--- start Reading text ---

Rationalizing Filer Architecture & Disclosure Tiers
As our previous client alert explains in more detail, Release No. 33-11419 proposes to establish a two-tier regime by eliminating the middle-tier “accelerated filer” status. The SEC’s stated objective is to simplify the complex filer status framework and reduce compliance costs that pose a significant barrier to becoming a public company, thereby encouraging more companies to go and stay public. Under the proposed framework, issuers would evaluate their compliance obligations based on two categories: LAFs, defined as an issuer with at least $2 billion in public float (raised from the current $700 million) and 60 months of reporting history (increased from 12 months); and NAFs, any company with less than $2 billion in public float.
NAFs would receive exemption from the Section 404(b) auditor attestation requirement. Management would still perform its annual ICFR assessment under Section 404(a), but an independent audit of that assessment would no longer be required. The SEC estimates that approximately 81 percent of current public companies would qualify as NAFs under the new framework.
Notably, “NAF” would become a new category under the proposal. Currently, the term is used informally to refer to issuers that are not an LAF, an accelerated filer, or a Smaller Reporting Company (SRC). Under the new framework, any issuer that is not an LAF would automatically qualify as an NAF. NAFs would receive the scaled disclosure accommodations currently available to Smaller Reporting Companies and Emerging Growth Companies, and would serve as an ‘on-ramp’ for emerging companies to scale up to prior to being subjected to more detailed disclosure obligations applicable to LAFs.

--- end Reading text ---
--- start Record set ---

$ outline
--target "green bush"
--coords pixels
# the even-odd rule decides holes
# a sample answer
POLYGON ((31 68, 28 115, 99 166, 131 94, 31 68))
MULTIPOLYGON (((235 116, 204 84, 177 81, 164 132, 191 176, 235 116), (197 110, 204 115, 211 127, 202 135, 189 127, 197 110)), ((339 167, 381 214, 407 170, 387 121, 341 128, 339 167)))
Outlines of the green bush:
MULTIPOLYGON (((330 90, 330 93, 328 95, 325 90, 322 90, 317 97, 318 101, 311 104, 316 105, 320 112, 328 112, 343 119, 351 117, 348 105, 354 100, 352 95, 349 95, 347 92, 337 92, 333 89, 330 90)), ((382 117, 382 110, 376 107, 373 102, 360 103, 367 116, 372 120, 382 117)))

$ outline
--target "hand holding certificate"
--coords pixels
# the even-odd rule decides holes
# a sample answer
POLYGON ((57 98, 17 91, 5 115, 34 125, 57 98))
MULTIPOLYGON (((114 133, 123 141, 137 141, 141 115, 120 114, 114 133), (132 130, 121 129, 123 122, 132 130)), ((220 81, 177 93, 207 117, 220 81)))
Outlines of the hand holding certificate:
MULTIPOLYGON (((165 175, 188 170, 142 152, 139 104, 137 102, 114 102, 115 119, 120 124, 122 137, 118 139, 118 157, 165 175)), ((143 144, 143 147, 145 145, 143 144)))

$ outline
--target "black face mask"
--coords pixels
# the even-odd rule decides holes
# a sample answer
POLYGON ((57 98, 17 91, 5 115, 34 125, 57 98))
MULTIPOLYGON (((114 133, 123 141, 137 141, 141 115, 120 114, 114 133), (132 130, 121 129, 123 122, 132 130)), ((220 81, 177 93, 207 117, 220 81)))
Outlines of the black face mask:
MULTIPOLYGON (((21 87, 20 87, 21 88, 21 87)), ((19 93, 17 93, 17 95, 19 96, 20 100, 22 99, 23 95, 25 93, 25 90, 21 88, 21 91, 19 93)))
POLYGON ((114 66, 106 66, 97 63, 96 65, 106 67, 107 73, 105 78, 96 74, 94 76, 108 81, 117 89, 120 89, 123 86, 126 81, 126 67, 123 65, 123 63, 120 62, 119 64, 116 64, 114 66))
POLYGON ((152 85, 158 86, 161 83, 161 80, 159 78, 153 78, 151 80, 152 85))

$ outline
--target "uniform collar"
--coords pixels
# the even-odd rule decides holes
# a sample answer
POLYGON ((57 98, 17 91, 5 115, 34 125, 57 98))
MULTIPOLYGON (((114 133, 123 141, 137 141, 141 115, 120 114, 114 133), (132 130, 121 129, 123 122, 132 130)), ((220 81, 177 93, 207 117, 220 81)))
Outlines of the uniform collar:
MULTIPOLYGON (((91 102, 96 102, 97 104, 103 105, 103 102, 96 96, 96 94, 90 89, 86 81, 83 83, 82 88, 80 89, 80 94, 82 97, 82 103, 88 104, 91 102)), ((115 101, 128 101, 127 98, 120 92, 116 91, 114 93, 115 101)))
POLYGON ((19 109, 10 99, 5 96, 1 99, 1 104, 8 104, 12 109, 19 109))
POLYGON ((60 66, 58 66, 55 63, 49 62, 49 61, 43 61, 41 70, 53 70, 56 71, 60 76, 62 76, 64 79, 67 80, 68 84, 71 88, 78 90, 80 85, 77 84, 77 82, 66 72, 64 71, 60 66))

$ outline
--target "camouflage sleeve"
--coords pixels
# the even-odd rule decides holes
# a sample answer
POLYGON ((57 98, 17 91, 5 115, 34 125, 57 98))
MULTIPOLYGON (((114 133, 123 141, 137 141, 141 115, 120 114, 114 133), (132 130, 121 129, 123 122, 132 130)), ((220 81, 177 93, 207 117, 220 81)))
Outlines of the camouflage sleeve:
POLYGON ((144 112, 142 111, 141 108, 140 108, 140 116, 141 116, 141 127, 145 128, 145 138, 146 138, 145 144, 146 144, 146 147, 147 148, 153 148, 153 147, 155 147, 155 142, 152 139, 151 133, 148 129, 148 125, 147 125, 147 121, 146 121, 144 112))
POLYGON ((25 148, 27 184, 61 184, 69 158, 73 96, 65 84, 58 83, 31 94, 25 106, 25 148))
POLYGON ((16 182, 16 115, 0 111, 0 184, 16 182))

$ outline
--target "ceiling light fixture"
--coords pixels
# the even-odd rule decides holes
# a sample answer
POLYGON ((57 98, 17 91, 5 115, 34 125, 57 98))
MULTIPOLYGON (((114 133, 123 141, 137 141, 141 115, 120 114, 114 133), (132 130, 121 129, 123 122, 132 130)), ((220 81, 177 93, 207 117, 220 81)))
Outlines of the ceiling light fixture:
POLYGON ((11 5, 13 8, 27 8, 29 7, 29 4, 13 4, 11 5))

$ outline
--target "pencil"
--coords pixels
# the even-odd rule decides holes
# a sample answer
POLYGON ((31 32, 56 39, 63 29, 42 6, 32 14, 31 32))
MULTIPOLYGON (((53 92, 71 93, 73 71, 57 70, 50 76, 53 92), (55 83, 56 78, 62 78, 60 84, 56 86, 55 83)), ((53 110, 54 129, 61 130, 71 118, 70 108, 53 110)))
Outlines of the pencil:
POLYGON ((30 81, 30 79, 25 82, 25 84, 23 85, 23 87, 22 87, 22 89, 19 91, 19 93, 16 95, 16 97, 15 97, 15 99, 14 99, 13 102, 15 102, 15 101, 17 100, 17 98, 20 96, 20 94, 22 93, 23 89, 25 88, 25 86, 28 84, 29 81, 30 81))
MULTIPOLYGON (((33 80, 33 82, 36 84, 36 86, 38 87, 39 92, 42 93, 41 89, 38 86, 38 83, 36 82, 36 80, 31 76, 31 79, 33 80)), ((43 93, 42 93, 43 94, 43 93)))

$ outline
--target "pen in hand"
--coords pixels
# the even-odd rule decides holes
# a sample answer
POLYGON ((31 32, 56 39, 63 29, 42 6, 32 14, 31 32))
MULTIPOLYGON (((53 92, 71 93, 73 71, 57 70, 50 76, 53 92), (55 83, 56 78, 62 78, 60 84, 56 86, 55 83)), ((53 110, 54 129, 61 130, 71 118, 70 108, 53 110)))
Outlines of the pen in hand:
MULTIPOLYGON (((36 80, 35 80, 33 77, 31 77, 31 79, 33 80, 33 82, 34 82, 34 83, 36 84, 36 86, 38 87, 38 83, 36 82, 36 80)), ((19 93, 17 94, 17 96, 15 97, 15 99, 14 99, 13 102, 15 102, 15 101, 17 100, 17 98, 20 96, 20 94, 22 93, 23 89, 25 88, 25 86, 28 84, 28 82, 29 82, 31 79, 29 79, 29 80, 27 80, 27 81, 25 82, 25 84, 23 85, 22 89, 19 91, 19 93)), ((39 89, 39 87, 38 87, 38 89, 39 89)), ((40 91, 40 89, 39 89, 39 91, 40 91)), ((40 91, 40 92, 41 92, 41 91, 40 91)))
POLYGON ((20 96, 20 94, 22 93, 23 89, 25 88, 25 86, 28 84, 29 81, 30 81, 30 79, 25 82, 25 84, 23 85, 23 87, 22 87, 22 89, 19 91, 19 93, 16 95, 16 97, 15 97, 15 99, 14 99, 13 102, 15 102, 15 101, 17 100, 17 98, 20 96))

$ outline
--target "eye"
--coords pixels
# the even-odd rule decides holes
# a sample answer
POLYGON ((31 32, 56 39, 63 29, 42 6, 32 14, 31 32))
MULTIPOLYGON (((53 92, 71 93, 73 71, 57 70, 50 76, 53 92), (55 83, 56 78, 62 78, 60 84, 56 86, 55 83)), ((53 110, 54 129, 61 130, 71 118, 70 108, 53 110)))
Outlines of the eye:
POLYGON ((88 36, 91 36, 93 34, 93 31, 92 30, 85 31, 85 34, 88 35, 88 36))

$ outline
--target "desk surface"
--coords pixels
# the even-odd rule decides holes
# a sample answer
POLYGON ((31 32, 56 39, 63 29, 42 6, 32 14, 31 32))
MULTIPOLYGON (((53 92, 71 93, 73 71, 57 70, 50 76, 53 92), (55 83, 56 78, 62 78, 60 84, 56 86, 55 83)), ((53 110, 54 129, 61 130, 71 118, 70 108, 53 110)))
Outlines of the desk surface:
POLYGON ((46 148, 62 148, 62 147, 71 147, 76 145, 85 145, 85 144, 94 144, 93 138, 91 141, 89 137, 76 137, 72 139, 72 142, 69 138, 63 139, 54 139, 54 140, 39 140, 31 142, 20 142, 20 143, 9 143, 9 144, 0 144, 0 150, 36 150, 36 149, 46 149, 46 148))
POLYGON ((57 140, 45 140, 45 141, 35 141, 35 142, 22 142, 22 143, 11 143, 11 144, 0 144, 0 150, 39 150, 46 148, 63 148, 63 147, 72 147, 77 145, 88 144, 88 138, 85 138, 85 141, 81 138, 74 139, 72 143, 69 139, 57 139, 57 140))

--- end Record set ---

▶ **Goal**:
Decide whether each statement below agrees with the reading on filer status tiers. Answer yes or no for each, and quote the words of the text that decide it.
1. Under the proposal, an LAF would need at least $2 billion in public float.
2. NAFs would no longer have to perform an annual ICFR assessment.
3. The SEC estimates that about 81 percent of current public companies would qualify as LAFs.

▶ **Exercise response**:
1. Yes: "defined as an issuer with at least $2 billion in public float"
2. No: "Management would still perform its annual ICFR assessment under Section 404(a)"
3. No: "approximately 81 percent of current public companies would qualify as NAFs"